§ **Given instruction 1**
Answer these questions about the commit email:
(a) To which branch was the commit pushed?
(b) How many milliseconds does the quoted log report say were spent waiting on the lock?
(c) Which source file is named in that log report?
§ **Given instruction 2**
State only the number of lines in the listing that contain the string "query".

§ **Page excerpt**
┌────────

You are viewing a plain text version of this content. The canonical link for it is here.
Posted to commits@kudu.apache.org by al...@apache.org on 2020/04/14 05:47:58 UTC
[kudu] 03/03: [catalog_manager] reduce contention in
ScopedLeaderSharedLock
This is an automated email from the ASF dual-hosted git repository.
alexey pushed a commit to branch branch-1.12.x
in repository https://gitbox.apache.org/repos/asf/kudu.git
commit 1b5c143b5323e82e33e79098269b46544cf4be09
Author: Alexey Serbin <al...@apache.org>
AuthorDate: Thu Apr 9 15:25:08 2020 -0700
[catalog_manager] reduce contention in ScopedLeaderSharedLock
While troubleshooting one performance issue if running a big cluster
with large number of tables and high rate of ConnectToMaster requests,
in the logs I noticed many reports like the following:
0323 03:59:31.091198 (+607857us) spinlock_profiling.cc:243]
Waited 492 ms on lock 0x4cb0960. stack:
0000000002398852
0000000000ad8c69
0000000000aa62ba
000000000221aaa8
...

└────────

§ **Recorded information**
┌────────

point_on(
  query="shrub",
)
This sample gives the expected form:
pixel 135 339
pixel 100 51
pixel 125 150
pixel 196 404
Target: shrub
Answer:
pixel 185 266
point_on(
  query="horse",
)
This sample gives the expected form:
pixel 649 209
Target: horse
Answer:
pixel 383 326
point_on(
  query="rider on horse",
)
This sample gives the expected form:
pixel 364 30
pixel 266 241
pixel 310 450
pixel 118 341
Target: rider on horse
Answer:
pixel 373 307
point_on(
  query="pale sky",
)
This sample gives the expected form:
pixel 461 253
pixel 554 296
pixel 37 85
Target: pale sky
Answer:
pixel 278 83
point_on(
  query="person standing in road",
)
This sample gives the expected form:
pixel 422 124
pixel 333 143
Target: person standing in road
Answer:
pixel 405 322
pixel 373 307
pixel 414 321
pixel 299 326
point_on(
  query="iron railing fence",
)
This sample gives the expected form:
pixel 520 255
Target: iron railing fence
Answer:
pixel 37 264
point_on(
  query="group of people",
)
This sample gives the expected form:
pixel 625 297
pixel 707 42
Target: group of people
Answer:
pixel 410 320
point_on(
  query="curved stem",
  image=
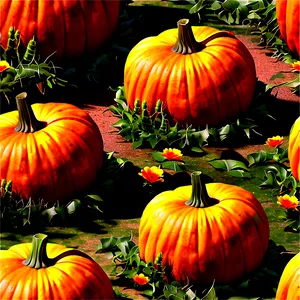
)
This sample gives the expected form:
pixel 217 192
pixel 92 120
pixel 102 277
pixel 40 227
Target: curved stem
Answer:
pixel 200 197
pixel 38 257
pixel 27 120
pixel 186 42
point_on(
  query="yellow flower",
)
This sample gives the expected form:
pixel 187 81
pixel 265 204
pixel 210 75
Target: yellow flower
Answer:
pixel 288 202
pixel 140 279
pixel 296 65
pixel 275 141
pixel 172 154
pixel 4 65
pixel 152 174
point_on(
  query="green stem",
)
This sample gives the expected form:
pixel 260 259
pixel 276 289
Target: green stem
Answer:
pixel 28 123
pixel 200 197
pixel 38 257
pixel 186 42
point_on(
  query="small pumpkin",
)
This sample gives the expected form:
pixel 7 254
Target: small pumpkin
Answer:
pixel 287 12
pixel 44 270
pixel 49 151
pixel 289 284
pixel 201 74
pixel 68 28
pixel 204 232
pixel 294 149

└────────

§ **Task answer 1**
(a) branch-1.12.x
(b) 492
(c) spinlock_profiling.cc

§ **Task answer 2**
11